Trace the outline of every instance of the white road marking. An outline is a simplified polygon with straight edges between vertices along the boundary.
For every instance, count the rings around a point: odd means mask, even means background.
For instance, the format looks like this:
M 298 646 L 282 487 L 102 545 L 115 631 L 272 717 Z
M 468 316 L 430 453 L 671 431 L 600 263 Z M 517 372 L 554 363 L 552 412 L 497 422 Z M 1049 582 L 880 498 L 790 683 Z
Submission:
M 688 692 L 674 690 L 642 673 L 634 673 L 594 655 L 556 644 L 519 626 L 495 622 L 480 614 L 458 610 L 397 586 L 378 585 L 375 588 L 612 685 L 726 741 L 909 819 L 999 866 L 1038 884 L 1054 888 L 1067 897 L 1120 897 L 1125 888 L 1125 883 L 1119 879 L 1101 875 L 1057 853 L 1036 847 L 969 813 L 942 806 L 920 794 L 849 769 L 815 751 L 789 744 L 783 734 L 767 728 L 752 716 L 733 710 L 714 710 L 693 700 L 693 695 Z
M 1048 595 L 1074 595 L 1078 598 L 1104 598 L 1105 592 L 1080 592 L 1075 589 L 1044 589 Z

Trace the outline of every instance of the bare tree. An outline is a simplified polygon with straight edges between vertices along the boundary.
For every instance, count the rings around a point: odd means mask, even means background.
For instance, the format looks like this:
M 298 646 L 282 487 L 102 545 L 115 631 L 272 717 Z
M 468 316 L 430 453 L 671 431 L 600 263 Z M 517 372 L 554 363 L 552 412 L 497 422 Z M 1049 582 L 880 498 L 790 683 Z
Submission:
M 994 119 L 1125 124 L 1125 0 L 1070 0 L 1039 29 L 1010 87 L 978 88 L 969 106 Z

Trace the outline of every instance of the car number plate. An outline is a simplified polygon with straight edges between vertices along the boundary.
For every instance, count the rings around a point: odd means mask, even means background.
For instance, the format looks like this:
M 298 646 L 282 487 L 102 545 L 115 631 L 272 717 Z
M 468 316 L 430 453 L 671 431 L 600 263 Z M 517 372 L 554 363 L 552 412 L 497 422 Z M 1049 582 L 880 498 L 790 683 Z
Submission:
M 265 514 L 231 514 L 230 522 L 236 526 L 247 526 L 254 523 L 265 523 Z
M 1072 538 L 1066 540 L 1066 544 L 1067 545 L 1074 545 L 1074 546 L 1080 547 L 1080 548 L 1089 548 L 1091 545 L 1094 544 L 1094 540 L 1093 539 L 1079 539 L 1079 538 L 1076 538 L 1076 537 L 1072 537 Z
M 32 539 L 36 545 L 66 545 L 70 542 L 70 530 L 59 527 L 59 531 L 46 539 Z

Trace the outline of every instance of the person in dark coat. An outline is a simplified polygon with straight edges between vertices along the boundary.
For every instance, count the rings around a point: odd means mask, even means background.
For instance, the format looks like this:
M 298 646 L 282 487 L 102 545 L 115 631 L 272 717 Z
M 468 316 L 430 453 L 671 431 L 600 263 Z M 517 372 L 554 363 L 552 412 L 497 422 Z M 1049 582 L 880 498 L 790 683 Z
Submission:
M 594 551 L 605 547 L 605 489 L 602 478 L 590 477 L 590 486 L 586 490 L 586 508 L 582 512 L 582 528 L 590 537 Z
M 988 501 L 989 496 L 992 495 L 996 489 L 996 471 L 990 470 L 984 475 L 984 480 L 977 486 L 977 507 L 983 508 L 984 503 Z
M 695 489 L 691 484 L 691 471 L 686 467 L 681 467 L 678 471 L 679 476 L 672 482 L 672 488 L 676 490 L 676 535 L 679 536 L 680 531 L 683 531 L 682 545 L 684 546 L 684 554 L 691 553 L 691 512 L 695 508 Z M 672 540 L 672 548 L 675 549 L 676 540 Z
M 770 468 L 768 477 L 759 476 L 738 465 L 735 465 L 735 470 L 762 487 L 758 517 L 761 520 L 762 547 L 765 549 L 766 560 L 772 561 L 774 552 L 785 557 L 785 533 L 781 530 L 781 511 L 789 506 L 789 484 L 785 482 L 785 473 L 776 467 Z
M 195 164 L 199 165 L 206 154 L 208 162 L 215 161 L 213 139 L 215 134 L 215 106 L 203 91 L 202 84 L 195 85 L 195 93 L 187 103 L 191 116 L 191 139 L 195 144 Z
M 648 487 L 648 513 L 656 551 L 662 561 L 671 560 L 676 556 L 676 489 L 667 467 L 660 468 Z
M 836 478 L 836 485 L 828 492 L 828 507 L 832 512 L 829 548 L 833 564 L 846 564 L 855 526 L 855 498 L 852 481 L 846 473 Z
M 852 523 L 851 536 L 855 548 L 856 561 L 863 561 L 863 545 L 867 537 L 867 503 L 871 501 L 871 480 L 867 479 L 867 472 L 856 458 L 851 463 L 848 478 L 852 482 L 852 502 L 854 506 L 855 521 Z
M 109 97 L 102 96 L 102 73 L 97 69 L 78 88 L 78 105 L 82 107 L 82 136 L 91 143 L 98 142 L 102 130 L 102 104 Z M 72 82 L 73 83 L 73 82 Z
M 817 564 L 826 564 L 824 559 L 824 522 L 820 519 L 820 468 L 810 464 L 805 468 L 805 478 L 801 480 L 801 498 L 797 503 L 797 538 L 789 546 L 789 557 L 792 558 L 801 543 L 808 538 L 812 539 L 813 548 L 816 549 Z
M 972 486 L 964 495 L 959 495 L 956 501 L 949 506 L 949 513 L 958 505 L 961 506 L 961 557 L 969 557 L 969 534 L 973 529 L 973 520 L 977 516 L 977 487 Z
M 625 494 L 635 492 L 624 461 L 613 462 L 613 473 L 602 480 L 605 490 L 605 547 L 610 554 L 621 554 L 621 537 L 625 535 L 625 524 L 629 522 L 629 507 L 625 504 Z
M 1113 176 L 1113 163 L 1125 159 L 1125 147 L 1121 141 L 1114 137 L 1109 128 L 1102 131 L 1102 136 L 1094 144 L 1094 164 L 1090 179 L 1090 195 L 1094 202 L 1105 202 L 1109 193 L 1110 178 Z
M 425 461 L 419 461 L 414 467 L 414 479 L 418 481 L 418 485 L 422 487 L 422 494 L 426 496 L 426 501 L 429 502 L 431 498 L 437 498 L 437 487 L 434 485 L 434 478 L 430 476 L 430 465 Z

________________________

Would you reproduce the full listing shown above, word for word?

■ **TASK OUTPUT**:
Trace the outline of every instance of the white road marking. An outline is a simplified polygon with straight edges between vertices along the boundary.
For every instance, count the rings around a point: odd means mask, even means background.
For instance, the format looks like this:
M 298 646 L 282 487 L 102 545 L 115 631 L 272 717 Z
M 468 316 L 430 453 L 671 431 L 600 263 Z M 517 372 L 554 363 L 552 412 L 497 422 Z M 1049 582 L 880 498 L 790 683 Z
Submission:
M 688 692 L 674 690 L 642 673 L 634 673 L 594 655 L 556 644 L 519 626 L 495 622 L 480 614 L 458 610 L 397 586 L 378 585 L 375 588 L 612 685 L 726 741 L 909 819 L 999 866 L 1038 884 L 1054 888 L 1067 897 L 1120 897 L 1125 888 L 1125 883 L 1119 879 L 1101 875 L 1057 853 L 1036 847 L 969 813 L 942 806 L 920 794 L 849 769 L 815 751 L 789 744 L 783 734 L 767 728 L 752 716 L 733 710 L 714 710 L 693 700 L 693 695 Z
M 1048 595 L 1074 595 L 1078 598 L 1104 598 L 1105 592 L 1080 592 L 1075 589 L 1044 589 Z

Trace the outline of every instance of the bare tree. An outline is a simplified polygon with straight edges between vertices along the boundary.
For every instance, count the rings around a point: odd means mask, even means background.
For instance, the format looks like this:
M 298 646 L 282 487 L 102 545 L 115 631 L 272 717 Z
M 468 316 L 430 453 L 671 431 L 600 263 Z M 517 372 L 554 363 L 552 412 L 497 422 Z M 1049 582 L 880 498 L 790 683 Z
Submission:
M 994 119 L 1125 124 L 1125 0 L 1070 0 L 1039 29 L 1010 87 L 978 88 L 969 106 Z

Trace the outline of every instance of the car number plate. An outline is a simplified polygon with straight edges between vertices along the boundary.
For every instance, count the rings around a point: odd means mask, even means background.
For instance, the format looks like this:
M 298 646 L 282 487 L 102 545 L 115 631 L 272 717 Z
M 468 316 L 430 453 L 671 431 L 600 263 Z M 517 372 L 554 363 L 552 412 L 497 422 Z M 1049 582 L 880 498 L 790 683 Z
Submission:
M 265 514 L 231 514 L 230 522 L 236 526 L 247 526 L 254 523 L 265 523 Z
M 1072 538 L 1066 540 L 1066 544 L 1067 545 L 1074 545 L 1074 546 L 1080 547 L 1080 548 L 1089 548 L 1091 545 L 1094 544 L 1094 540 L 1093 539 L 1079 539 L 1079 538 L 1076 538 L 1076 537 L 1072 537 Z
M 32 539 L 36 545 L 66 545 L 70 542 L 70 530 L 59 527 L 59 531 L 46 539 Z

Trace the outline of every instance of the person in dark coat. An outline is a simplified polygon with straight edges between vertices along the boundary.
For every instance, count the rings around a point: odd means mask, even means background.
For instance, the format looks like this:
M 298 646 L 282 487 L 102 545 L 115 631 L 272 717 Z
M 468 316 L 430 453 L 671 431 L 600 263 Z M 517 372 L 554 363 L 552 412 L 497 422 Z M 1049 582 L 880 498 L 790 683 Z
Submission:
M 594 551 L 605 547 L 605 489 L 602 478 L 590 477 L 590 486 L 586 490 L 586 508 L 582 512 L 582 528 L 590 537 Z
M 988 501 L 989 496 L 992 495 L 996 489 L 996 471 L 990 470 L 984 475 L 984 480 L 977 486 L 977 507 L 983 508 L 984 503 Z
M 695 489 L 691 484 L 691 471 L 686 467 L 681 467 L 678 471 L 679 476 L 672 482 L 672 488 L 676 490 L 676 535 L 679 536 L 680 531 L 683 531 L 682 545 L 684 546 L 684 554 L 691 553 L 691 512 L 695 508 Z M 672 540 L 672 548 L 675 549 L 676 540 Z
M 770 468 L 768 477 L 759 476 L 738 465 L 735 465 L 735 470 L 762 487 L 758 517 L 761 520 L 762 547 L 765 549 L 766 560 L 772 561 L 774 552 L 785 557 L 785 533 L 781 530 L 781 511 L 789 506 L 789 484 L 785 482 L 785 473 L 776 467 Z
M 195 164 L 199 165 L 206 154 L 208 162 L 215 161 L 213 139 L 215 134 L 215 106 L 203 91 L 202 84 L 195 85 L 195 93 L 187 103 L 191 116 L 191 139 L 195 144 Z
M 648 487 L 648 513 L 656 551 L 662 561 L 671 560 L 676 556 L 676 489 L 667 467 L 660 468 Z
M 836 478 L 836 485 L 828 492 L 828 507 L 832 512 L 829 548 L 833 564 L 846 564 L 855 526 L 855 498 L 852 481 L 846 473 Z
M 852 523 L 851 536 L 855 548 L 856 561 L 863 561 L 863 545 L 867 537 L 867 503 L 871 501 L 871 480 L 867 479 L 867 472 L 856 458 L 851 463 L 848 478 L 852 482 L 852 502 L 854 506 L 855 521 Z
M 109 97 L 102 96 L 102 73 L 97 69 L 78 88 L 78 105 L 82 107 L 82 136 L 91 143 L 98 142 L 102 130 L 102 104 Z M 72 82 L 73 83 L 73 82 Z
M 817 564 L 826 564 L 824 559 L 824 522 L 820 519 L 820 468 L 810 464 L 805 468 L 805 478 L 801 480 L 801 498 L 797 503 L 797 538 L 789 546 L 789 557 L 792 558 L 801 543 L 808 538 L 812 539 L 813 548 L 816 549 Z
M 972 486 L 964 495 L 959 495 L 956 501 L 949 506 L 949 513 L 958 505 L 961 506 L 961 557 L 969 557 L 969 534 L 973 529 L 973 520 L 977 516 L 977 487 Z
M 625 494 L 635 492 L 624 461 L 613 462 L 613 473 L 602 480 L 605 490 L 605 547 L 610 554 L 621 554 L 621 537 L 625 535 L 625 524 L 629 522 L 629 507 L 625 504 Z
M 1113 176 L 1113 163 L 1125 159 L 1125 147 L 1121 141 L 1114 137 L 1109 128 L 1102 131 L 1102 136 L 1094 144 L 1094 164 L 1090 179 L 1090 195 L 1094 202 L 1105 202 L 1109 193 L 1110 178 Z
M 425 461 L 419 461 L 414 467 L 414 479 L 418 481 L 418 485 L 422 487 L 422 494 L 426 496 L 426 501 L 429 502 L 431 498 L 437 498 L 437 487 L 434 485 L 434 478 L 430 476 L 430 465 Z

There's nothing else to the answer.